> _To do_
Please copy the lines below word for word, leaving out the pictures.
========================
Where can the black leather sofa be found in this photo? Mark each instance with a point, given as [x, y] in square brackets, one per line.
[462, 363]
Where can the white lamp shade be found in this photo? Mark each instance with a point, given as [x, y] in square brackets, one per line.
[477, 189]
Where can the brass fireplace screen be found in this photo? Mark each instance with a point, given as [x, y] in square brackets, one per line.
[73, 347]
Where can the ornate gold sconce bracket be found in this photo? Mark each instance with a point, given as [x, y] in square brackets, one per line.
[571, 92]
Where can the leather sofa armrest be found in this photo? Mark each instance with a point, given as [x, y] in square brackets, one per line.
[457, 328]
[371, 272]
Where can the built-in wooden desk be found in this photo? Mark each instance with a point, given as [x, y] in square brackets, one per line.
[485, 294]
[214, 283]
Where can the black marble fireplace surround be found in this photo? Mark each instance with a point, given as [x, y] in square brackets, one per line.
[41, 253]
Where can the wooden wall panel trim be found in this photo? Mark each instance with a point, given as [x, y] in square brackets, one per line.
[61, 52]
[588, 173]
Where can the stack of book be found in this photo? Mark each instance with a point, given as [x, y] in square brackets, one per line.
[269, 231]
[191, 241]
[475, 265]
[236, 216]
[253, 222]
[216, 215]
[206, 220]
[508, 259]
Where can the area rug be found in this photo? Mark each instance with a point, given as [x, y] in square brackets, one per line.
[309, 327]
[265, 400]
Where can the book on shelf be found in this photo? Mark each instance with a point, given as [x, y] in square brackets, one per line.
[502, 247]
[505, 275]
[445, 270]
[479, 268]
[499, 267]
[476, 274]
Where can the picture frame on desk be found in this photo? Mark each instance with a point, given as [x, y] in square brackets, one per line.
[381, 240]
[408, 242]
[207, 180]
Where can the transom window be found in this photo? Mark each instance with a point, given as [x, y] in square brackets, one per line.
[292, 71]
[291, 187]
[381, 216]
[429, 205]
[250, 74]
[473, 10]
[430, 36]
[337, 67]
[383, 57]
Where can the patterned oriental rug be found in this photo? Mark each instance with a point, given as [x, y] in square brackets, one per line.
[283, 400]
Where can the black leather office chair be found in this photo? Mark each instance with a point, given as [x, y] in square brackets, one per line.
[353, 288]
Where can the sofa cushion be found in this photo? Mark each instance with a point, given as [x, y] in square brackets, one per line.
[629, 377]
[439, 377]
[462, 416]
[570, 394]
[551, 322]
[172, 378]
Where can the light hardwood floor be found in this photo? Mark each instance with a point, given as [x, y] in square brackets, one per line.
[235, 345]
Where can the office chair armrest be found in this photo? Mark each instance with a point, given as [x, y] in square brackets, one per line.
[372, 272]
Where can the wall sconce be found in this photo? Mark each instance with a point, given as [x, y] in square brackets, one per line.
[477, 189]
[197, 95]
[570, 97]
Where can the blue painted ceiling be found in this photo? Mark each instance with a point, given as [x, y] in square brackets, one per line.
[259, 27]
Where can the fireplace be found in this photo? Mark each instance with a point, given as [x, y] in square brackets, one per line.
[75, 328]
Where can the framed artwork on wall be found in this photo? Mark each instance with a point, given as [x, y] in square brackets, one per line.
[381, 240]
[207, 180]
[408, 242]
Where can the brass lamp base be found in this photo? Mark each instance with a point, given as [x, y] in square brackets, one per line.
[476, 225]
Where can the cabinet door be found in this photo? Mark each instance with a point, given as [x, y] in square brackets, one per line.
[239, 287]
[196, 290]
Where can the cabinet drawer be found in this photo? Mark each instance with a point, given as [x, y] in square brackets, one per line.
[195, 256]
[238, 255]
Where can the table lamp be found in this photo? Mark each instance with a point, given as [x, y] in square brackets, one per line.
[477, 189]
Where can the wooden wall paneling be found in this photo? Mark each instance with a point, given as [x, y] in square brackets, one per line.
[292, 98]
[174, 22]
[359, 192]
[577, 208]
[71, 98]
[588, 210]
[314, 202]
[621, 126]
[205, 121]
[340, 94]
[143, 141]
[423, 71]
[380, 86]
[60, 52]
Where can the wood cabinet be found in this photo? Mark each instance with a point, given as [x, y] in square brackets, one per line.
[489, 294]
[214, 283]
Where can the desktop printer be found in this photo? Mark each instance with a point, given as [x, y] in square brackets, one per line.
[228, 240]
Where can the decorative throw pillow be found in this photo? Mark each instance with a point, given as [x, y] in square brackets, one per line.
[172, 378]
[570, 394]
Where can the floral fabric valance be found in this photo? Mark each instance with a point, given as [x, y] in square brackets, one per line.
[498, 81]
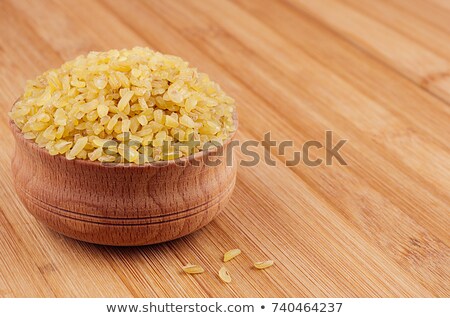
========================
> _Full solution_
Where can the black leather sofa be found in this photo? Mark each instance with a point, given as [x, y] in square brackets, one per line.
[462, 363]
Where can the white lamp shade be found in this photo? Mark each instance with a point, given as [x, y] in square brackets, one per line.
[477, 189]
Where can the brass fireplace screen be found in this photo? Mark each instance with a point, given as [x, y] in square brackets, one per line.
[73, 347]
Where can the ornate gold sconce bracket be found in this photo? Mark each instance with a point, given as [x, y] in square brackets, one per line.
[571, 92]
Where can the leather sofa armrest be found in this photo? Mark each instance with a point, given as [x, y] in square brackets, one per line.
[457, 328]
[371, 272]
Where can the built-in wooden desk be found in this photo? Mark each instance with a point, given as [x, y] in square brackets, one per line.
[485, 294]
[214, 283]
Where can the black marble fireplace surround be found in this photo? Mark each instance with a point, given as [x, y] in square brackets, one per line.
[41, 253]
Where can the wooden wall panel trim be found in this photo? Mark each instance with a point, given as [x, y] in square brackets, one per line.
[61, 52]
[588, 173]
Where can the stack of book be found in this photo? Mark each instance with a point, given as [x, y] in square brackets, one per line.
[269, 231]
[191, 241]
[475, 265]
[236, 216]
[253, 222]
[216, 215]
[206, 220]
[508, 259]
Where can the area rug be found in this photo? Mark each instance with a point, given as [x, y] in square brackets, one per line.
[309, 327]
[265, 400]
Where can the book on shelf be found in this photo? Mark each instance with a point, given as [x, y] in square brackets, one per line.
[502, 247]
[505, 275]
[445, 270]
[479, 268]
[499, 267]
[476, 274]
Where can the picture frame on desk be found in this photo? Mark each instance with a point, given as [x, y] in square brackets, one per line.
[381, 240]
[408, 242]
[207, 180]
Where can the transom window be found in this photo? Mark each instance with a point, given as [x, y] in square brackets, one per line.
[292, 71]
[291, 187]
[381, 216]
[429, 205]
[250, 74]
[473, 10]
[430, 36]
[337, 67]
[383, 57]
Where can the patterned oriental rug be found in this photo? Mark each instance with a point, given as [x, y] in square brackets, one per line.
[283, 400]
Where can the black leather office chair be found in this photo? Mark each instance with a point, given as [x, y] in square brackets, one per line.
[353, 288]
Where can the sofa cushion be found in this photo? Mark each instance with a point, given as [x, y] in square brackets, one per line.
[629, 377]
[439, 377]
[462, 416]
[570, 394]
[551, 322]
[172, 378]
Where can the light hardwood floor be found in this photo? Mark each instance with a point, given as [x, y] in square brackets, one per line.
[235, 345]
Where can the office chair armrest be found in this photo? Mark each instance with a point, given as [x, y] in square brackets, one per line.
[372, 272]
Where can the wall sconce be found in this photo? Mark each instance with a point, given as [x, y] in square brackets, one per line.
[477, 189]
[197, 95]
[570, 97]
Where can the blue painted ceiling be found in this photo? Mark each instance with a point, given as [x, y] in square brackets, one per line.
[259, 27]
Where can the fireplace be found in this photo? Mark each instance with a point, given as [x, y] in square brackets, one per line.
[75, 328]
Where can the framed artwork on wall be found in this photo? Mark each instance with a point, given as [x, y] in square brackets, one per line.
[381, 240]
[207, 180]
[408, 242]
Where can the brass lamp base be found in this photo? Mark each instance with a point, given as [x, y] in square brackets, one per line.
[476, 225]
Where can the cabinet door be found in this photo? Mark each instance with a point, given as [x, y] in square brackets, one per line.
[239, 287]
[196, 290]
Where can the cabinet drawer be found in this photo? Mark each instance with a point, given as [x, y] in square brackets, one per line.
[195, 256]
[238, 255]
Where can the table lamp be found in this photo? Mark each instance with a point, given as [x, y] in square brackets, one per line.
[477, 189]
Where can the wooden wall paneling be found in this photo? Mark each instance with a point, given as [x, y] in square brackets, one per line.
[292, 98]
[174, 22]
[359, 192]
[577, 208]
[71, 98]
[588, 210]
[314, 202]
[621, 126]
[205, 121]
[340, 94]
[143, 141]
[423, 71]
[380, 86]
[60, 52]
Where can the wood cabinet be found in this photo? Mark each instance with a point, given as [x, y] in square brackets, one per line.
[489, 294]
[214, 283]
Where can the desktop printer be found in this photo? Mark each instance with a point, given as [x, y] in square brackets, one per line.
[228, 240]
Where can the decorative throw pillow be found in this photo? Mark each instance with a point, given as [x, y] in square brackets, one per line.
[172, 378]
[570, 394]
Where can the floral fabric valance be found in this photo? Mark each instance with a point, given as [x, y] in square brackets, one per line.
[498, 81]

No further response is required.